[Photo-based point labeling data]

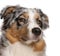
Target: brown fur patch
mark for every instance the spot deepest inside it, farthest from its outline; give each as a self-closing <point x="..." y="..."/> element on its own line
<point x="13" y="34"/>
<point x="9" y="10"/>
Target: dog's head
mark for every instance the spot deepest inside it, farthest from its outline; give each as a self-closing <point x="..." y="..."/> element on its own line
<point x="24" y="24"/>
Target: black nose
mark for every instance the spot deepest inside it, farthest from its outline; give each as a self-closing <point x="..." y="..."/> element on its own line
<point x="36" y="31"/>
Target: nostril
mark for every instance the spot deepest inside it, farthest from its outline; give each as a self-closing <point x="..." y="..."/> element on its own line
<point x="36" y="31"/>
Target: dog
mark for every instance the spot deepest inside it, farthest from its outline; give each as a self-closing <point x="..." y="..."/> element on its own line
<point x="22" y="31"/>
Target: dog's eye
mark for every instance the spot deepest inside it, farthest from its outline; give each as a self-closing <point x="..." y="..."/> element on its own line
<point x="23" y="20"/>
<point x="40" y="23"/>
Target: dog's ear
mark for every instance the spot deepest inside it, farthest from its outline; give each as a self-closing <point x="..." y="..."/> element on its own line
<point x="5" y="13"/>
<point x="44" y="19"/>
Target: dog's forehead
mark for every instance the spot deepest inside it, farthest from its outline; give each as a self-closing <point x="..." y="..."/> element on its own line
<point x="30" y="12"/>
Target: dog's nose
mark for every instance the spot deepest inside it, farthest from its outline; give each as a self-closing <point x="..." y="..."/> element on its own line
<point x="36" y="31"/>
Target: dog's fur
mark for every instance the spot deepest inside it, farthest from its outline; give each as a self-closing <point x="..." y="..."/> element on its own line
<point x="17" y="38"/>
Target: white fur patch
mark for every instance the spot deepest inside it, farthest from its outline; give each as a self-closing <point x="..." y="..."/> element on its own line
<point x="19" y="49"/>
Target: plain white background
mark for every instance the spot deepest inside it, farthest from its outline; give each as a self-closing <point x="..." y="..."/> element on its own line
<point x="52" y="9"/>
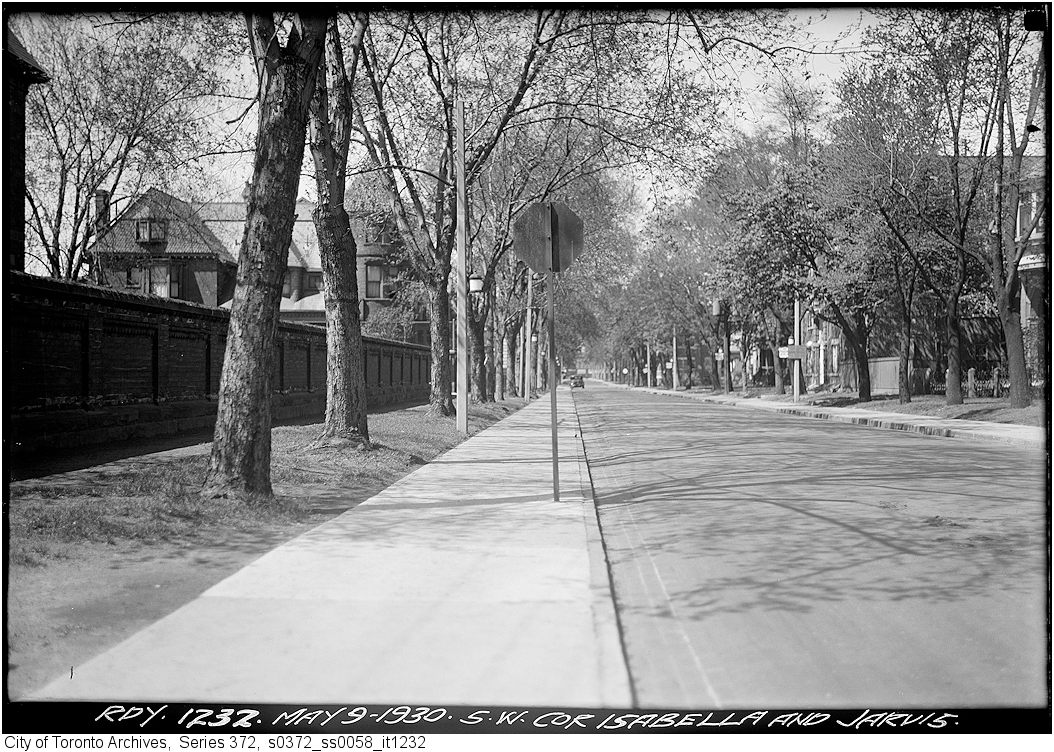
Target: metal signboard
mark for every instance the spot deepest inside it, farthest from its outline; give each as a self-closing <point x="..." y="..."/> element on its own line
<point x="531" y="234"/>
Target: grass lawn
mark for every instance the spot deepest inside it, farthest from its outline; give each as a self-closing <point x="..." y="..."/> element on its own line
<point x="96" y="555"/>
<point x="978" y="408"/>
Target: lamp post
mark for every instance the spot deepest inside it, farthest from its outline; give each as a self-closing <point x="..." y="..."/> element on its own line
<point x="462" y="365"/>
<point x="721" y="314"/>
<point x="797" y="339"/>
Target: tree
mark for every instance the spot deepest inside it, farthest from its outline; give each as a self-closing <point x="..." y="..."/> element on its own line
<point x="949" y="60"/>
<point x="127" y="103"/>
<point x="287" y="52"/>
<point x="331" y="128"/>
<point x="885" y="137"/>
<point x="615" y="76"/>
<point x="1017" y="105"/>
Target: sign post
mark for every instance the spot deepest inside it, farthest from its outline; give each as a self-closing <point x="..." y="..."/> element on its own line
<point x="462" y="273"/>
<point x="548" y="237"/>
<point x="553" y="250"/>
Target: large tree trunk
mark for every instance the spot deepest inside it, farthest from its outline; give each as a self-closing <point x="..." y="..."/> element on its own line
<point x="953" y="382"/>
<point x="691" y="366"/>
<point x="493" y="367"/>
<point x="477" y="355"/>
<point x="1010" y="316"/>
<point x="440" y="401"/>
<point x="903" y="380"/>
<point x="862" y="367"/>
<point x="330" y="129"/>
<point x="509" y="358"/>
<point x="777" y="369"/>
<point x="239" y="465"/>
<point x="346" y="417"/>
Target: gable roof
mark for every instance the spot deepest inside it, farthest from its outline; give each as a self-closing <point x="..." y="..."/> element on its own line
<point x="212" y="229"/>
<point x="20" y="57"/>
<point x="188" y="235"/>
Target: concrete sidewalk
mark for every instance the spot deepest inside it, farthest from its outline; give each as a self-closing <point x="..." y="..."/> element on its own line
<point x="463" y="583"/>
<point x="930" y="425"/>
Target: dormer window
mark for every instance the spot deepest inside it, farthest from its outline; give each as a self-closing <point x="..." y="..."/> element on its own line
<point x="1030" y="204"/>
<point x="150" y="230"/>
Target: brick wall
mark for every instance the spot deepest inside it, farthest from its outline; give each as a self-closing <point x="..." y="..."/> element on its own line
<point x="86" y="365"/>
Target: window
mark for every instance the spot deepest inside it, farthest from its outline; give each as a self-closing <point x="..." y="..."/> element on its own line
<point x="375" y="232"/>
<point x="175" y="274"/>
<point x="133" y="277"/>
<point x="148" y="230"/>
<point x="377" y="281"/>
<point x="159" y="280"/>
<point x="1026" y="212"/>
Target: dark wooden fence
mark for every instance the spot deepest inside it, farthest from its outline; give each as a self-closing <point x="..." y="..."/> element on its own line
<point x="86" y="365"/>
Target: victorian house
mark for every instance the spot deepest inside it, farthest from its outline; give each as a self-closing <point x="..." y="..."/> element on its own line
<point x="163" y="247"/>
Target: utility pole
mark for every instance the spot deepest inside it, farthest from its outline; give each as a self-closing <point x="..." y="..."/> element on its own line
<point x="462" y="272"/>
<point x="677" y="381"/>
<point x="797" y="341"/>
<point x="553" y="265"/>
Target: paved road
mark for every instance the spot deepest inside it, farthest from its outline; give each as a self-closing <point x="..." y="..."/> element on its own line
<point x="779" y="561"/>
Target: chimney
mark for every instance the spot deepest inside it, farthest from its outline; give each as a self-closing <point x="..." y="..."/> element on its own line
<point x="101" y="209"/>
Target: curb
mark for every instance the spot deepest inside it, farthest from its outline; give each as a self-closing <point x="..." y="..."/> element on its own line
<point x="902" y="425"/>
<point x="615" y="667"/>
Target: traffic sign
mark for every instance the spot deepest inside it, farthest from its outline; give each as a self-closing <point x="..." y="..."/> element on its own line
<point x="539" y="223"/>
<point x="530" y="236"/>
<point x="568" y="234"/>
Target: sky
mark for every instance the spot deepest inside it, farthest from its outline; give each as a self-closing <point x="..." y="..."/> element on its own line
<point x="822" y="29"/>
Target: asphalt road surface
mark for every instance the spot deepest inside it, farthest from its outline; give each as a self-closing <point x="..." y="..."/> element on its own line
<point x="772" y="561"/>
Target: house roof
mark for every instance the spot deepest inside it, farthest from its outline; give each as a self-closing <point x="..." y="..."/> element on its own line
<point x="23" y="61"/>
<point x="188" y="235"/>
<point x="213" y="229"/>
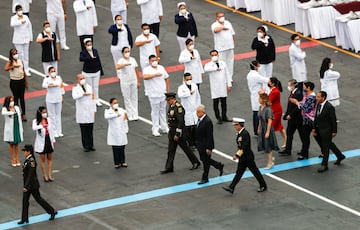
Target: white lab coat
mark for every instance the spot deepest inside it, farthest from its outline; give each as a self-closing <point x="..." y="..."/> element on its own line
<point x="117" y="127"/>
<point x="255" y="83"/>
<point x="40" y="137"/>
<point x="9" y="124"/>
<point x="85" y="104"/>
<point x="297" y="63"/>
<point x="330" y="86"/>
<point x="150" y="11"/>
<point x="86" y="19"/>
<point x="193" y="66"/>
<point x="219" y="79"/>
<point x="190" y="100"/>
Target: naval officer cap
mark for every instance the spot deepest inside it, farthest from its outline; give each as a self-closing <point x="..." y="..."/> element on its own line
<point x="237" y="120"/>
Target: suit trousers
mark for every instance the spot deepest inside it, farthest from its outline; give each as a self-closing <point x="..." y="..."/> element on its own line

WRITTEN REQUEST: Repeat these items word for word, covering all of them, and leave the pictures out of your copy.

ANSWER TO THIS EXERCISE:
Target: brown fur patch
mark for every instance the spot deepest inside it, farthest from its outline; give each as a self-closing <point x="..." y="..."/> element on its own line
<point x="13" y="34"/>
<point x="9" y="10"/>
Target: dog's head
mark for every instance the spot deepest inside it, farthest from its outline; give each as a self-closing <point x="..." y="..."/> element on its own line
<point x="24" y="24"/>
Target: black nose
mark for every instance the spot deepest inside it, farthest from its outline; give each as a self-closing <point x="..." y="..."/> element on its own line
<point x="36" y="31"/>
Target: nostril
mark for every instance the spot deepest inside it, farthest from its outline; give each as a self-closing <point x="..." y="..."/> element on its own line
<point x="36" y="31"/>
Target: dog
mark for every instance the spot deepest inside it, farthest from its outline; give each as a self-closing <point x="..." y="..."/> element on its own line
<point x="22" y="31"/>
Target: dog's eye
mark for every instance the spot deepest inside it, farthest from its outline; give each as a self-closing <point x="..." y="..."/> element on its own line
<point x="23" y="20"/>
<point x="40" y="23"/>
Target: dog's ear
mark for every instance the spot deepest inside it, farthest from its outline; give each as a self-closing <point x="..." y="..."/> element on its own line
<point x="5" y="13"/>
<point x="44" y="19"/>
Target: dog's forehead
mark for every instance the spot deepest inside it, farthest from its outline; give each as a self-closing <point x="..." y="..."/> element on its own line
<point x="30" y="12"/>
Target: dog's nose
mark for every instance the spot deepest inside it, farthest from its outline; give each as a self-closing <point x="..." y="..."/> element on its own line
<point x="36" y="31"/>
Target: dog's fur
mark for every instance the spot deepest inside it, farthest from its outline; give each as a self-closing <point x="..." y="..."/> element on its own line
<point x="17" y="38"/>
Target: white fur patch
mark for every instance the spot deepest inside it, farthest from its outline; give each as a self-closing <point x="..." y="..."/> element on its own line
<point x="19" y="49"/>
Target: plain white background
mark for every instance the spot deepest inside it, farthest from its outline; give each as a self-closing <point x="..." y="..."/> element on its own line
<point x="52" y="9"/>
Target: metal signboard
mark for every instance the spot deepest inside it, farthest from its outline; give each as a self-closing <point x="..." y="..."/> element on its own line
<point x="531" y="234"/>
Target: grass lawn
mark for every instance the spot deepest inside it, farthest from its outline; give each as a self-closing <point x="..." y="..."/> element on its own line
<point x="96" y="555"/>
<point x="978" y="408"/>
Target: lamp post
mark for every instance the spot deepest inside it, farthest from its outline; give each as a self-closing <point x="..." y="..."/> element on its own line
<point x="462" y="365"/>
<point x="721" y="314"/>
<point x="797" y="339"/>
Target: tree
mark for every instance the spot deepest inside it, farthest from its outline; give each as a self-closing <point x="..." y="..."/> element on its own line
<point x="949" y="60"/>
<point x="127" y="103"/>
<point x="287" y="52"/>
<point x="331" y="128"/>
<point x="885" y="137"/>
<point x="615" y="76"/>
<point x="1017" y="105"/>
Target: sign post
mark for every instance the spot deepest inside it, farthest from its outline; give each as a self-closing <point x="..." y="..."/> element on its own line
<point x="462" y="273"/>
<point x="548" y="237"/>
<point x="553" y="250"/>
Target: large tree trunk
mark for every instance the spot deepest inside it, farthest from its outline; give each as a self-closing <point x="..." y="..."/> element on its own line
<point x="953" y="382"/>
<point x="691" y="366"/>
<point x="493" y="367"/>
<point x="477" y="355"/>
<point x="1010" y="316"/>
<point x="440" y="401"/>
<point x="903" y="380"/>
<point x="862" y="367"/>
<point x="330" y="129"/>
<point x="509" y="358"/>
<point x="777" y="369"/>
<point x="239" y="465"/>
<point x="346" y="417"/>
Target: gable roof
mark for every instance the spot deepest inside it, farthest from its outline; give each as a self-closing <point x="..." y="..."/> element on its own line
<point x="212" y="229"/>
<point x="20" y="57"/>
<point x="188" y="235"/>
Target: concrete sidewalk
mark for every instance the spot deepest inside it, farthest from its outline; give each as a self-closing <point x="..." y="..."/> element on its own line
<point x="463" y="583"/>
<point x="930" y="425"/>
Target: dormer window
mark for every instance the spot deepest inside it, farthest from its outline; give each as a self-closing <point x="..." y="..."/> element on its own line
<point x="1030" y="204"/>
<point x="150" y="230"/>
Target: brick wall
mark for every instance the spot deepest inside it, farthest from its outline; give each as a self-closing <point x="..." y="..."/> element on its own line
<point x="86" y="365"/>
Target: window
mark for every instance the spot deepest inside it, farthest from its outline; give each as a self-closing <point x="..." y="..."/> element on its own line
<point x="375" y="232"/>
<point x="175" y="274"/>
<point x="133" y="277"/>
<point x="148" y="230"/>
<point x="377" y="281"/>
<point x="159" y="280"/>
<point x="1026" y="212"/>
Target: dark wooden fence
mark for every instance the spot deepest inside it, farthest from its outline; give each as a self-closing <point x="..." y="..."/> element on its own line
<point x="86" y="365"/>
Target: victorian house
mark for every instance the spot deepest inside it, farthest from its outline; give each as a self-closing <point x="..." y="..."/> element on its own line
<point x="163" y="247"/>
Target: utility pole
mark for every instance the spot deepest inside it, farthest from its outline; give each as a self-closing <point x="..." y="..."/> element on its own line
<point x="462" y="272"/>
<point x="677" y="381"/>
<point x="797" y="341"/>
<point x="553" y="265"/>
Target: paved road
mark for every instance the spot deepest inside it, farthest from its outline; give each as a self-closing <point x="..." y="..."/> element on its own line
<point x="779" y="561"/>
Target: chimney
mark for every instance the spot deepest inside it, farthest from its outline; give each as a self-closing <point x="..." y="..."/> element on its own line
<point x="101" y="209"/>
Target: curb
mark for every instance the spot deepest inside it, farthest from its outline; give each as a self-closing <point x="..." y="..."/> element on its own line
<point x="902" y="425"/>
<point x="615" y="667"/>
Target: traffic sign
mark for every instance the spot deepest inside it, farthest from its outline; give each as a self-closing <point x="..." y="..."/> element on its own line
<point x="539" y="223"/>
<point x="530" y="236"/>
<point x="568" y="234"/>
Target: sky
mark for every instance the spot deepest inside it, farthest from its outline; give each as a self-closing <point x="..." y="..."/> element on its own line
<point x="822" y="29"/>
Target: asphalt road surface
mark for every instance the spot deepest inside it, farthest from its outline; give each as a self-closing <point x="..." y="..."/> element on its own line
<point x="772" y="561"/>
Target: house roof
mark for every instance the spot deepest inside it, farthest from its outline; give each as a self-closing <point x="..." y="..."/> element on its own line
<point x="23" y="61"/>
<point x="188" y="235"/>
<point x="213" y="229"/>
Target: white lab coat
mark for every instance the spot deepest inside it, farthest from its outline; give each as a self-closing <point x="..." y="..."/> element on its own line
<point x="117" y="127"/>
<point x="255" y="83"/>
<point x="40" y="137"/>
<point x="9" y="124"/>
<point x="85" y="104"/>
<point x="297" y="63"/>
<point x="330" y="86"/>
<point x="150" y="11"/>
<point x="86" y="19"/>
<point x="193" y="66"/>
<point x="219" y="79"/>
<point x="190" y="100"/>
Target: naval officer cap
mark for every instance the spot deepest inside it, farthest from its outline; give each as a self-closing <point x="..." y="..."/> element on its own line
<point x="237" y="120"/>
Target: suit trousers
mark for every instance the spot deepest inside it, farthest from its outline; give each as a self-closing <point x="..." y="..."/> element on its own line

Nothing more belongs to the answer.